### TAREAS POR HACER
1 - Devuelve sin cambios el fragmento del texto sobre la independencia de Cataluña que comienza en las palabras "Y, por lo tanto, muchas" y acaba después de "requería para conseguirlo.".
2 - Responde estas preguntas sobre el texto acerca de la independencia de Cataluña:
(a) ¿Qué porcentaje de los ciudadanos se menciona como apoyo insuficiente para construir un país?
(b) ¿A qué dos personas llama el texto "energúmenos"?
(c) ¿En qué lugares quedaba mal oponerse al patriotismo?
3 - Escribe la continuación del texto sobre la independencia de Cataluña a partir del punto en que se detiene.

Y, por lo tanto, muchas veces pareció que era un deseo casi vacío, sin contenidos claros. Se hablaba de un país independiente, sí, pero nunca de su organización económica y social. Quizá por eso nunca quedó claro cuánta energía social —cuántos sacrificios— se requería para conseguirlo.
Solo así era posible suponer que se puede construir un país con el apoyo del 40 por ciento de sus ciudadanos. Inventar un país es un proceso complejo, costoso, peleado: para dar semejante paso se necesita un apoyo más que masivo. Las independencias —la posibilidad de empezar un país nuevo— se ganan con guerras o con el derrumbe del poder “colonial” o con grandes mayorías decididas. Las dos primeras parecen —por suerte— imposibles; la tercera no existe ahora en Cataluña. Empezar un país con su población partida al medio sería una receta perfecta para el desastre.
Y, para colmo, esta semana los independentistas perdieron el monopolio de la palabra, del relato, de la calle. De pronto los callados —más de la mitad de los catalanes— empezaron a hablar. Se habían mantenido en silencio durante años: oponerse al patriotismo quedaba mal en los cafés y los salones. Pero la inminencia de la declaración los sacó del letargo y de pronto esa mayoría (?) silenciosa intentó dejar de serlo.
Se empiezan a oír voces distintas. Ahora se diría que millones de personas tienen la sensación de que dos energúmenos —Rajoy y Puigdemont— y sus secuaces los están llevando hacia una situación que los espanta: hacia un enfrentamiento que puede terminar en sangre o, por lo menos, en sudor y lágrimas para todos. Se diría que millones descubrieron que una independencia es la mejor manera de arruinarles las vidas por años y años, y todo en nombre de unas telas de colores demasiado caras.

### EXTRACTOS DE DATOS

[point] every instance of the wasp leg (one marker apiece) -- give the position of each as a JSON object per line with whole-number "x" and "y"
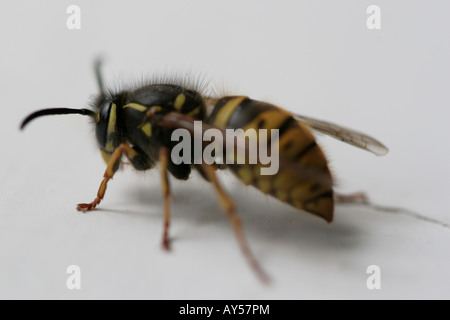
{"x": 112, "y": 167}
{"x": 164, "y": 160}
{"x": 227, "y": 205}
{"x": 357, "y": 197}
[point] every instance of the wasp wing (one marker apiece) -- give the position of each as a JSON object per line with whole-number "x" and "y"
{"x": 349, "y": 136}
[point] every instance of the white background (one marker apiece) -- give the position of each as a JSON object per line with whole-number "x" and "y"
{"x": 315, "y": 58}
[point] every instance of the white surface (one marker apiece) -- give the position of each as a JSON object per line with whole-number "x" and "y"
{"x": 317, "y": 59}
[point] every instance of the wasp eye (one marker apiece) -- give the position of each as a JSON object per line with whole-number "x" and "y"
{"x": 101, "y": 129}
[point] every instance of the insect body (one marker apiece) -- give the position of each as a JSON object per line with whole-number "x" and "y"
{"x": 139, "y": 124}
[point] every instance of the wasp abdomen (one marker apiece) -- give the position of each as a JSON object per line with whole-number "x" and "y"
{"x": 301, "y": 183}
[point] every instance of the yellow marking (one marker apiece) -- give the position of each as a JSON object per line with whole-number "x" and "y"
{"x": 245, "y": 174}
{"x": 284, "y": 180}
{"x": 179, "y": 101}
{"x": 112, "y": 119}
{"x": 105, "y": 156}
{"x": 109, "y": 146}
{"x": 136, "y": 106}
{"x": 227, "y": 110}
{"x": 147, "y": 129}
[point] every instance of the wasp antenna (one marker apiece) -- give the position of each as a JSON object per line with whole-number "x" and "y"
{"x": 98, "y": 75}
{"x": 55, "y": 111}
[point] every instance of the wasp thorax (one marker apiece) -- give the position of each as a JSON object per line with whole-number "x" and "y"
{"x": 106, "y": 129}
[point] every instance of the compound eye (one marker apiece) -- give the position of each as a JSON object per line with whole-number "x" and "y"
{"x": 101, "y": 129}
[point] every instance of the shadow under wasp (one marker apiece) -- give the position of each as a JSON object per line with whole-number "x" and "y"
{"x": 139, "y": 122}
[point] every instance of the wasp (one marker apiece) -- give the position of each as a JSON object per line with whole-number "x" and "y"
{"x": 138, "y": 123}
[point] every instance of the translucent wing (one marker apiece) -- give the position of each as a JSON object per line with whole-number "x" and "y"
{"x": 178, "y": 120}
{"x": 349, "y": 136}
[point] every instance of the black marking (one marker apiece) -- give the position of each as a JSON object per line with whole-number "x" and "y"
{"x": 325, "y": 194}
{"x": 286, "y": 125}
{"x": 261, "y": 123}
{"x": 305, "y": 150}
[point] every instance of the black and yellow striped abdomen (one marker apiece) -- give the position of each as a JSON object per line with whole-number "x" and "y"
{"x": 303, "y": 179}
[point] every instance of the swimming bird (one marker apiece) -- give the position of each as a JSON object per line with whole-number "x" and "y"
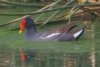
{"x": 69, "y": 32}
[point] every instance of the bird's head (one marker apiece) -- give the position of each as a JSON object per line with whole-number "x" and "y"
{"x": 26, "y": 23}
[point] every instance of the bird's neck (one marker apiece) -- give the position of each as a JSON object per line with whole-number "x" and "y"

### RESPUESTAS NUMERADAS
1 -
Y, por lo tanto, muchas veces pareció que era un deseo casi vacío, sin contenidos claros. Se hablaba de un país independiente, sí, pero nunca de su organización económica y social. Quizá por eso nunca quedó claro cuánta energía social —cuántos sacrificios— se requería para conseguirlo.

2 -
(a) El 40 por ciento.
(b) A Rajoy y a Puigdemont.
(c) En los cafés y los salones.

3 -
Se diría que muchos no quieren resignarse a no poder ser catalanes y españoles. Se diría que millones preferirían que todo se calmara, que se buscaran soluciones en lugar de problemas, que se buscaran empates en lugar de victorias, que se encontraran las maneras de volver a pensar en otras cosas. Se diría que lo quieren, aunque no sepan cómo podrían conseguirlo.
No se sabe. En estos días los callados están buscando las maneras de hablar: de decir que no quieren seguir callados si su silencio legitima los gritos de otros. Pero no siempre las encuentran. Hay marchas contra el patrioterismo catalán y algunas se convierten en gritos patrioteros españoles: hace tiempo que no salían a las calles españolas tantos himnos y signos franquistas; hace tiempo que no se veía a ciertos demócratas tolerarlos tanto y que la amenaza del fascismo no aparecía tan clara.
Siempre es más fácil cantar a favor de una bandera que contra el exceso de banderas. Siempre es más fácil seguir a un líder que una idea. Pero los que tratan de no dejarse llevar por las corrientes patrias son cada vez más. Si consiguen expresarse, algo puede cambiar en Cataluña. Y en el resto de España. Deberían, para eso, convencerse de que la solución no es irse cada cual por su lado y deshacer poco a poco su país, sino rehacer juntos un país —una sociedad— de donde nadie quiera irse: ni las regiones ni los ciudadanos. No es fácil, es indispensable.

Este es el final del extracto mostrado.